**TEXT TO READ:**

* BEGIN *

Custom Indexing

Last modified 14 Sep 2022 11:49 +02:00
EXPERIMENTAL
This feature is experimental. It means that it is not intended for production use. The feature is not finished. It is not stable. The implementation may contain bugs, the configuration may change at any moment without any warning and it may not work at all. Use at your own risk. This feature is not covered by midPoint support. In case that you are interested in supporting development of this feature, please consider purchasing midPoint Platform subscription.
Since 4.6
This functionality is available since version 4.6.

Sometimes, we need to base the search on specially-indexed data. For example, we could need to match only first five normalized characters of the surname. Or, we could want to take only digits into account when searching for the national ID. MidPoint supports these requirements using custom indexing.

This feature is available only when using the native repository implementation.

TODO Decide on the "experimental" vs "production-ready" status of this work. The implementation itself should be reliable enough. However, there are some open questions regarding the configuration structures.

Overview

For each focus object (for example, a user), we have a special searchable container for all data that are indexed in this way. Each time the original data are modified, the content of this container is updated.

This feature can be used to search for:

  1. data normalized in a custom way, e.g. like "take first five characters of the surname",

  2. data that are not indexed by default, e.g. the description property,

  3. data in multi-source.

Implementation

The container that stores the indexed data is identities/normalizedData. For each indexing (normalization) defined on a given item, it contains a value or values of the given item (or items in the multi-identity case) after the normalization has been applied.

An Example

Table 1. Sample indexing for givenName, familyName, and costCenter properties
# Item Name Description

1

givenName

polyStringNorm

Default system PolyString normalization.

* END *

**DATA SECTION:**

* BEGIN *

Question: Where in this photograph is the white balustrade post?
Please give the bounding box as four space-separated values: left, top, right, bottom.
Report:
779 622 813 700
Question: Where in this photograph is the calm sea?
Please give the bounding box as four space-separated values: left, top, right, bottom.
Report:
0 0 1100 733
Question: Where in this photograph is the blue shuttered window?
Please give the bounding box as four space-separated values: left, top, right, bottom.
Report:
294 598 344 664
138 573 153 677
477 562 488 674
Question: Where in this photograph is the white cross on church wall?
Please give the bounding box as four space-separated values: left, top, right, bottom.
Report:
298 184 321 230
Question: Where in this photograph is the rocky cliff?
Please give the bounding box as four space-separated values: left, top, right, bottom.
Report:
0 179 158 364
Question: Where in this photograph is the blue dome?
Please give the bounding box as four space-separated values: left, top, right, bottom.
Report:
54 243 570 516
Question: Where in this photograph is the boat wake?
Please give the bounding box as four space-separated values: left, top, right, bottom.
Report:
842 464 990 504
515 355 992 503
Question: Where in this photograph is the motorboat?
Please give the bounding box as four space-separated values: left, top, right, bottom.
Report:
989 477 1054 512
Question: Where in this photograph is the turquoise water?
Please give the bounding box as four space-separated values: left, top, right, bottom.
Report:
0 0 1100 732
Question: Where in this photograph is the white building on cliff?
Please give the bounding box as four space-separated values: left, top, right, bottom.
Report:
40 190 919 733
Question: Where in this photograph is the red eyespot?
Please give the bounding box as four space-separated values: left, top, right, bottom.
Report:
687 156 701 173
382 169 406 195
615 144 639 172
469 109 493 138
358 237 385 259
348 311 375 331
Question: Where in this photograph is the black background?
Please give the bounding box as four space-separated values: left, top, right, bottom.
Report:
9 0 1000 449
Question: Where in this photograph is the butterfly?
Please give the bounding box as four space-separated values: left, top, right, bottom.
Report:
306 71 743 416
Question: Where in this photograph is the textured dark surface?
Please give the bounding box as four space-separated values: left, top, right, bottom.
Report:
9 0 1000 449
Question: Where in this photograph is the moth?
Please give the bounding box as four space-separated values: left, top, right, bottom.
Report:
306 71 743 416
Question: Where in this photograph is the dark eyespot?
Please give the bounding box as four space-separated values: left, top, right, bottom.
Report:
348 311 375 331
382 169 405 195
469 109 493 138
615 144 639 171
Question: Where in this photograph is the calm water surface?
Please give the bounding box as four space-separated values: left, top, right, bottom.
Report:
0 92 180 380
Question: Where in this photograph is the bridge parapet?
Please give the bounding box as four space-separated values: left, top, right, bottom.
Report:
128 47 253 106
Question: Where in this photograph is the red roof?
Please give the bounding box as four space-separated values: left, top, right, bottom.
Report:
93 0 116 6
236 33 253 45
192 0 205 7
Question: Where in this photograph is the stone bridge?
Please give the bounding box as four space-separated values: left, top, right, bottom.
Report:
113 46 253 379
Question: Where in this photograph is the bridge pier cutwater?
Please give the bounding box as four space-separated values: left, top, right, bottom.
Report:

* END *

**INSTRUCTION:** Copy the stretch of the custom indexing text from "This feature can" through "has been applied.", changing "surname" to "last name" wherever it appears.

**ANSWER TO THE PROBLEM:**
This feature can be used to search for:

  1. data normalized in a custom way, e.g. like "take first five characters of the last name",

  2. data that are not indexed by default, e.g. the description property,

  3. data in multi-source.

Implementation

The container that stores the indexed data is identities/normalizedData. For each indexing (normalization) defined on a given item, it contains a value or values of the given item (or items in the multi-identity case) after the normalization has been applied.